* [Supplied records]:
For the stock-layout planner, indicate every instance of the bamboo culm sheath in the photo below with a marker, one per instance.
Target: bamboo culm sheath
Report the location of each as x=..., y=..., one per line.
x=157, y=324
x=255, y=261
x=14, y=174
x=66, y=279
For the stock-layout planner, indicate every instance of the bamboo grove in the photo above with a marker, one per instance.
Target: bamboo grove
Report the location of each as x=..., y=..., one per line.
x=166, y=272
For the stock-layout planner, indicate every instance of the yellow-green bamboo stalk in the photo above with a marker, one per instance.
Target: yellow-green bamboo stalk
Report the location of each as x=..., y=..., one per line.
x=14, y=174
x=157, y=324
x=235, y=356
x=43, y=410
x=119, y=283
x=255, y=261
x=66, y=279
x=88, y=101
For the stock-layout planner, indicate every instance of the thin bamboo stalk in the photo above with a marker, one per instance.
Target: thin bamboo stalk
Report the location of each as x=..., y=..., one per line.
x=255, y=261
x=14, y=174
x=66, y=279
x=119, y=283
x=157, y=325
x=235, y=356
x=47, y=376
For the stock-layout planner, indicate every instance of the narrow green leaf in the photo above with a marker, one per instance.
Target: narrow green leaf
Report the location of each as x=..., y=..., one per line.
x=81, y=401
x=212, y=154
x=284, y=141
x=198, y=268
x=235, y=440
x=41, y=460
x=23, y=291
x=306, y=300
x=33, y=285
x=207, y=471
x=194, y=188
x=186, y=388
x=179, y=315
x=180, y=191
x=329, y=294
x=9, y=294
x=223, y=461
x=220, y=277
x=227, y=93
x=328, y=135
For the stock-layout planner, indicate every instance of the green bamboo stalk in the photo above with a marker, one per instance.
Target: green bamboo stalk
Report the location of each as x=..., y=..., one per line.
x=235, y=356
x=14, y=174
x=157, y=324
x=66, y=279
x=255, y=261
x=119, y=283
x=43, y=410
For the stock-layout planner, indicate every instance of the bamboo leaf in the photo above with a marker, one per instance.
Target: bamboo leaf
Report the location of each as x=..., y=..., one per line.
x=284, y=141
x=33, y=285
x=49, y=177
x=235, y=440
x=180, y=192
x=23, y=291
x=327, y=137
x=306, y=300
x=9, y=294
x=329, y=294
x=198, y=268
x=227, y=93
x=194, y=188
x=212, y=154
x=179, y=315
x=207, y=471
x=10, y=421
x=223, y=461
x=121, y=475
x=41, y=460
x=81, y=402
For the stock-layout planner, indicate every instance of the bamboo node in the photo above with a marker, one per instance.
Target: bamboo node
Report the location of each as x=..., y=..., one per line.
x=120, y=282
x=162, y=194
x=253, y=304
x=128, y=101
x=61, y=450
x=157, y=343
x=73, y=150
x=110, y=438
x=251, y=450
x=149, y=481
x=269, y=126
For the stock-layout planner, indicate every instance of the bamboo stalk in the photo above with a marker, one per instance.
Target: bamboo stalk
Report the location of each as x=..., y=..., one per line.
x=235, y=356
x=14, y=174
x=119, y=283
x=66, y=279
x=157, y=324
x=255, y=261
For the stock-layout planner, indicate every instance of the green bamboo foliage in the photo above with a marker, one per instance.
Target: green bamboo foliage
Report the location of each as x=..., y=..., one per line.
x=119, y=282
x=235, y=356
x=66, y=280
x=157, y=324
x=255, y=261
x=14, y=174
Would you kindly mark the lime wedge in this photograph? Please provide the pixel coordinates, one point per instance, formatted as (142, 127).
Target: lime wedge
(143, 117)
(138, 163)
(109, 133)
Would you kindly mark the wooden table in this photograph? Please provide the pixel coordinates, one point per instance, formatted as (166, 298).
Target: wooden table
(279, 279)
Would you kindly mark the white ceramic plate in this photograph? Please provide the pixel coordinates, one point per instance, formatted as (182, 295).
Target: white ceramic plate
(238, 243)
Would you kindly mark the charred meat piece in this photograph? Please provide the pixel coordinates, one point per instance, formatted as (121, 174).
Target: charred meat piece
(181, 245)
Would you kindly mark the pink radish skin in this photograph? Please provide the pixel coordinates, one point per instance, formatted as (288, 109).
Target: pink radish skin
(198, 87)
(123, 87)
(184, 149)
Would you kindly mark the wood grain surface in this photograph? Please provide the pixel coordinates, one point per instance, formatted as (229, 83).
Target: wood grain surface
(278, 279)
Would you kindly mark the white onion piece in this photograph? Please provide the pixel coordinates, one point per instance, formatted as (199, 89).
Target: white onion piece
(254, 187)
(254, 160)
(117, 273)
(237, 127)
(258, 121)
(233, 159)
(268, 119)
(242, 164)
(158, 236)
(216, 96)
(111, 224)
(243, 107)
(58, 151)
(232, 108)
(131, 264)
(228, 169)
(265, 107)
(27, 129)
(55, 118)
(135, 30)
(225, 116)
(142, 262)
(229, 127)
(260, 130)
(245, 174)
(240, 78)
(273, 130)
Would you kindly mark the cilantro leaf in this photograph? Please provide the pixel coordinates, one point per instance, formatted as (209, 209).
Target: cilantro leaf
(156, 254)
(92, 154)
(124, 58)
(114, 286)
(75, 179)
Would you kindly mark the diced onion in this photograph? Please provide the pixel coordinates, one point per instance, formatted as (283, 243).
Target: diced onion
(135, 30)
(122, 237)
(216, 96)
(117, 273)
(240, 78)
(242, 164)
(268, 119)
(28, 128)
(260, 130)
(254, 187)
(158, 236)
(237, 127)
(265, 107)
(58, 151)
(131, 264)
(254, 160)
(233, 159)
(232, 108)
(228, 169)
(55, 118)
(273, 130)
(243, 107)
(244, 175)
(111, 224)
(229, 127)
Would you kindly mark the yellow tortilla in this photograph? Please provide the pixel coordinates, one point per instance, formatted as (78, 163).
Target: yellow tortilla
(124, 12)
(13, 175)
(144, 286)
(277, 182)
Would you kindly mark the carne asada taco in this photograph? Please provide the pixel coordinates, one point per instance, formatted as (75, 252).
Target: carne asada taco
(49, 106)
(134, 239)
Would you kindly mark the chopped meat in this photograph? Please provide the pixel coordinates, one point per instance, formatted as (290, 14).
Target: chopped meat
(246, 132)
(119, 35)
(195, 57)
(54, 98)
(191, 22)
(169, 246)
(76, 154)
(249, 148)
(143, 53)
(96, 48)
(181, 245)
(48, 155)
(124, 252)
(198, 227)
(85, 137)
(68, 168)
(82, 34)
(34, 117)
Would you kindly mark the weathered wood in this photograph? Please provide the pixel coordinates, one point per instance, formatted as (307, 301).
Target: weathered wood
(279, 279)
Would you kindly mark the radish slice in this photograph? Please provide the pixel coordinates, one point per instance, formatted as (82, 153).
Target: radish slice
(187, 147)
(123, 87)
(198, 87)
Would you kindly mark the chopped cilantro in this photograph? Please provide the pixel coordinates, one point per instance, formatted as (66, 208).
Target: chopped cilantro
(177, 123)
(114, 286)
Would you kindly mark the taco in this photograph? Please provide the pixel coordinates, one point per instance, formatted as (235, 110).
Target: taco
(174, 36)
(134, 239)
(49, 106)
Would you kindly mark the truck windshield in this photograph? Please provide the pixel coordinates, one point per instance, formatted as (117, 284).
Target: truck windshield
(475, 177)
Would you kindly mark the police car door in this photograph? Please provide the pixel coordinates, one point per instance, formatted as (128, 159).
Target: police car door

* [What to do]: Could you substitute "culm node" for "bamboo node" in the entries, starting at the line that contains "the bamboo node" and ending at the line that contains "x=269, y=126", and return only those lines with nothing else changed?

* [Finished answer]:
For the stock-layout planner, indicate every instance of the culm node in the photo above with a marker, one per instance.
Target: culm node
Report the location of each as x=..., y=..., one per line.
x=120, y=282
x=162, y=194
x=253, y=304
x=128, y=101
x=61, y=450
x=157, y=343
x=73, y=150
x=110, y=438
x=251, y=450
x=149, y=481
x=269, y=126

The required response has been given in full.